| DIRECTION |
Find every line in the records below that contains the word "white" and copy those lines. Case counts.

Begin DATA TO USE

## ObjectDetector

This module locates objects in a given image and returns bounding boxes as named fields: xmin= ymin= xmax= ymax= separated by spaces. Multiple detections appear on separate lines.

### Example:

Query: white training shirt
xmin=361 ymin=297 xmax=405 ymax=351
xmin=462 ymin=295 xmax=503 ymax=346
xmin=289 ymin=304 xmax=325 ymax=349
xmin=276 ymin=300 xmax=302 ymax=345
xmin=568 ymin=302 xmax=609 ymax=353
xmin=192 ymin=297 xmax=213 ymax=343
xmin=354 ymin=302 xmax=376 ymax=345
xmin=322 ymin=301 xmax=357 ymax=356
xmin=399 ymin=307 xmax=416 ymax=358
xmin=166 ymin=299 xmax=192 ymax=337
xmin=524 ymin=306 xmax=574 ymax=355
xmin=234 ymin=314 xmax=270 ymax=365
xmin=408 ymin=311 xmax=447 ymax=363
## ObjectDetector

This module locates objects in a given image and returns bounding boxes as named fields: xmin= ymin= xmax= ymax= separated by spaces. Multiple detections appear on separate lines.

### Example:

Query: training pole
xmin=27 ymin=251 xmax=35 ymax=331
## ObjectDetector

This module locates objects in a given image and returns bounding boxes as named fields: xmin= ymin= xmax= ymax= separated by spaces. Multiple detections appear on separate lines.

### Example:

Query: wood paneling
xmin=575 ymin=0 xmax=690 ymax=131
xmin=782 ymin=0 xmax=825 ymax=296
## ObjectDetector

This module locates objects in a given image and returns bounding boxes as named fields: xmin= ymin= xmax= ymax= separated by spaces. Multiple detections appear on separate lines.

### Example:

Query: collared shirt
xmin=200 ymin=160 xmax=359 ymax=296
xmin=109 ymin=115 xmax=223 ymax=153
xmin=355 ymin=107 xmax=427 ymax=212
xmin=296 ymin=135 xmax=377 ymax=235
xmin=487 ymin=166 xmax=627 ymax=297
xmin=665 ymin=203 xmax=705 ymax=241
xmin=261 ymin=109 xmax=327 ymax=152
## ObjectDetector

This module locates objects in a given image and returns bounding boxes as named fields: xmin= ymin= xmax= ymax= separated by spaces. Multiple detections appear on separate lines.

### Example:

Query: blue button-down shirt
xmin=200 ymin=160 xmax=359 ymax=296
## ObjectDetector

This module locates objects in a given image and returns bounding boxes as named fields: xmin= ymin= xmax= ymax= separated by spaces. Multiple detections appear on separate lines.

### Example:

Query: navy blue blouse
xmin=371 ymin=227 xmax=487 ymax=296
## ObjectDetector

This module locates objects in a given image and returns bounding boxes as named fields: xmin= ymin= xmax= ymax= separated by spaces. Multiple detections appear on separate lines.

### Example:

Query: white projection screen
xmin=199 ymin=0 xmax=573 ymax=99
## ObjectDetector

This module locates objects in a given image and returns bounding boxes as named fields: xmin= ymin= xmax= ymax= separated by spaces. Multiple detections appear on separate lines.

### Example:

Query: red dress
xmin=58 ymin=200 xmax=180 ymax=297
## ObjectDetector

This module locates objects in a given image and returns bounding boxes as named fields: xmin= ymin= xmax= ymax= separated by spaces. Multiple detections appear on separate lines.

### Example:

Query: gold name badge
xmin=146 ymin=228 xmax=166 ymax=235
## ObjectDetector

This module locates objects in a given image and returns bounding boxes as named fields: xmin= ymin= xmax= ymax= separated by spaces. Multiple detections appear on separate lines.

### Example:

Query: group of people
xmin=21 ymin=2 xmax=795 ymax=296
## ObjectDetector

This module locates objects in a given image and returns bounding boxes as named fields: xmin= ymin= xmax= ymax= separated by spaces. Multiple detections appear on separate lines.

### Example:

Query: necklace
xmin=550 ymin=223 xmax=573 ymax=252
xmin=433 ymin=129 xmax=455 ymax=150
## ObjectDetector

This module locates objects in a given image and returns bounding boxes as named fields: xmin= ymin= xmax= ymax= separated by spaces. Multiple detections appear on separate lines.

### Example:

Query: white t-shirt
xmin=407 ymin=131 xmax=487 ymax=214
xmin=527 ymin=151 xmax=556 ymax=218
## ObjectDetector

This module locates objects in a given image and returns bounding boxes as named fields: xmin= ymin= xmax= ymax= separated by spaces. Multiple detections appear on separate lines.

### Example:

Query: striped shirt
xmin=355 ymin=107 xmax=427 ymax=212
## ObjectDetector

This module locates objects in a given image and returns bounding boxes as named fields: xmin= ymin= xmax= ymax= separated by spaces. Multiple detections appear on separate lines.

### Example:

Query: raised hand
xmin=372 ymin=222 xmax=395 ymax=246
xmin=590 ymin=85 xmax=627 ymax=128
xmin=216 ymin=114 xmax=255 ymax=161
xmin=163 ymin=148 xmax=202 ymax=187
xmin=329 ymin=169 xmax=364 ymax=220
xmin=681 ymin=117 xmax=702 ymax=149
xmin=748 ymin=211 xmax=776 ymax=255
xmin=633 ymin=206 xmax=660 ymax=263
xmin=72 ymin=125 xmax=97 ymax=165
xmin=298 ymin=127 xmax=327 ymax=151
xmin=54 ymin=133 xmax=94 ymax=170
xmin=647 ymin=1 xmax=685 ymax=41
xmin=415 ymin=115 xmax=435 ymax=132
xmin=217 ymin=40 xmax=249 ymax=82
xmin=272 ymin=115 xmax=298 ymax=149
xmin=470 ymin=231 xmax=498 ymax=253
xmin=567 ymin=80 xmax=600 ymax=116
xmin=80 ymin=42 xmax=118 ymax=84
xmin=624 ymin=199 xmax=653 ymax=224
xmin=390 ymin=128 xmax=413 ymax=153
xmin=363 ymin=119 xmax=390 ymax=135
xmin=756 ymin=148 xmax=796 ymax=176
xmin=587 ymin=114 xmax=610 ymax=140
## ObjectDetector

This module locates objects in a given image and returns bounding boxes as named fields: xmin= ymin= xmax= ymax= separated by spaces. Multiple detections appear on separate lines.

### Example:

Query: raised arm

End DATA TO USE

| EXERCISE ANSWER |
Query: white training shirt
Query: white projection screen
Query: white t-shirt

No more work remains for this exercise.